Can you render all of the material below as a Markdown table with the columns "No." and "Line", giving each line its own numbered row and leaving out blank lines?

══ Data supplied ══

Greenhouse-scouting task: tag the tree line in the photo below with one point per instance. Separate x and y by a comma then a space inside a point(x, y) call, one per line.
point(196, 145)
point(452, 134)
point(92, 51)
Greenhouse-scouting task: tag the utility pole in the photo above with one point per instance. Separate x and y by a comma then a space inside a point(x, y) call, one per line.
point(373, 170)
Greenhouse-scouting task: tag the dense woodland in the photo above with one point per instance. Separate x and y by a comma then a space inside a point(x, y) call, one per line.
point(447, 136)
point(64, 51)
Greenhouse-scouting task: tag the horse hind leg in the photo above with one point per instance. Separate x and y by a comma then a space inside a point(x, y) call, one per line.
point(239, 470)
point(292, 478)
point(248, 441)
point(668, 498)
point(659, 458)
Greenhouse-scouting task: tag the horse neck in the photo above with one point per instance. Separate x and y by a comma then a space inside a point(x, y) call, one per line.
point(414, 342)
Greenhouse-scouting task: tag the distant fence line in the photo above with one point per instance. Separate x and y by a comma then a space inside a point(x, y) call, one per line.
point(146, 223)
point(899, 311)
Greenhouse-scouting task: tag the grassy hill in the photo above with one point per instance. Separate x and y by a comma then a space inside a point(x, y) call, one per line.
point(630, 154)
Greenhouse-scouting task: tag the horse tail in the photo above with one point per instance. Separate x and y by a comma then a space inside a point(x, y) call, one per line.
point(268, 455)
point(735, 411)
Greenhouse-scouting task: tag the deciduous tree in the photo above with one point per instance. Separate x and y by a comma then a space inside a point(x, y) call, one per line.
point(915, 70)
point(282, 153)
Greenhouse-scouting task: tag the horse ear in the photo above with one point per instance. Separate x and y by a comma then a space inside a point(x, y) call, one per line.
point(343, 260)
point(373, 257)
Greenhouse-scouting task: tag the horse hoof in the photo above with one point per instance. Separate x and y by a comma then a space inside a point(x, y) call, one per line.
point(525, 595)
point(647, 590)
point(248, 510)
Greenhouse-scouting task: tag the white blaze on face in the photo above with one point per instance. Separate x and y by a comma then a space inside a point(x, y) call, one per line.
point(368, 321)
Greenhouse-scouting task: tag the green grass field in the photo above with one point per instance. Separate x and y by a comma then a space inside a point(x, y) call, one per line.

═══

◆ Task output
| No. | Line |
|---|---|
| 1 | Greenhouse-scouting task: tag the tree line in the photo below with one point per instance. Separate x and y by a comma then a space inside a point(x, y) call, one per line. |
| 2 | point(196, 145) |
| 3 | point(452, 134) |
| 4 | point(92, 51) |
| 5 | Greenhouse-scouting task: tag the utility pole in the photo above with one point per instance. Separate x and y by a comma then a space inside a point(x, y) call, one per line. |
| 6 | point(373, 170) |
| 7 | Greenhouse-scouting task: tag the dense woodland in the photo above with one point per instance. Separate x and y by a comma then a space inside a point(x, y) call, one per line. |
| 8 | point(447, 136) |
| 9 | point(64, 51) |
| 10 | Greenhouse-scouting task: tag the horse hind leg in the photo above with one point per instance. Separate x and y by a comma then a space inside a point(x, y) call, one per line. |
| 11 | point(239, 470) |
| 12 | point(292, 478) |
| 13 | point(248, 441) |
| 14 | point(668, 498) |
| 15 | point(659, 458) |
| 16 | Greenhouse-scouting task: tag the horse neck in the photo above with one point per instance. Separate x and y by a comma then a space inside a point(x, y) call, one per line. |
| 17 | point(414, 342) |
| 18 | Greenhouse-scouting task: tag the distant fence line in the photo above with one point per instance. Separate x and y by a comma then a space inside a point(x, y) call, one per line. |
| 19 | point(146, 223) |
| 20 | point(899, 311) |
| 21 | Greenhouse-scouting task: tag the grassy hill in the photo above with one point per instance. Separate x and y by a comma then a space inside a point(x, y) call, one per line. |
| 22 | point(630, 154) |
| 23 | Greenhouse-scouting task: tag the horse tail in the photo above with one point per instance. Separate x and y by a comma then a space inside a point(x, y) call, one per line. |
| 24 | point(268, 455) |
| 25 | point(735, 411) |
| 26 | Greenhouse-scouting task: tag the deciduous tree in the photo above with one point per instance. Separate x and y by a comma then a space inside a point(x, y) call, one per line. |
| 27 | point(915, 70) |
| 28 | point(282, 153) |
| 29 | Greenhouse-scouting task: tag the horse ear in the photo above with one point per instance. Separate x and y by a comma then a space inside a point(x, y) call, one per line. |
| 30 | point(343, 260) |
| 31 | point(373, 257) |
| 32 | Greenhouse-scouting task: tag the horse hoof in the photo above with one point per instance. Separate x and y by a comma then a space inside a point(x, y) call, one per line. |
| 33 | point(525, 595) |
| 34 | point(647, 590) |
| 35 | point(248, 510) |
| 36 | Greenhouse-scouting task: tag the white blaze on face in the photo above with one point per instance. Separate x and y by a comma then a space inside a point(x, y) call, one per line. |
| 37 | point(368, 321) |
| 38 | Greenhouse-scouting task: tag the green grass field in the photo above with one point per instance. Separate x and y by a comma then a space inside a point(x, y) call, one per line. |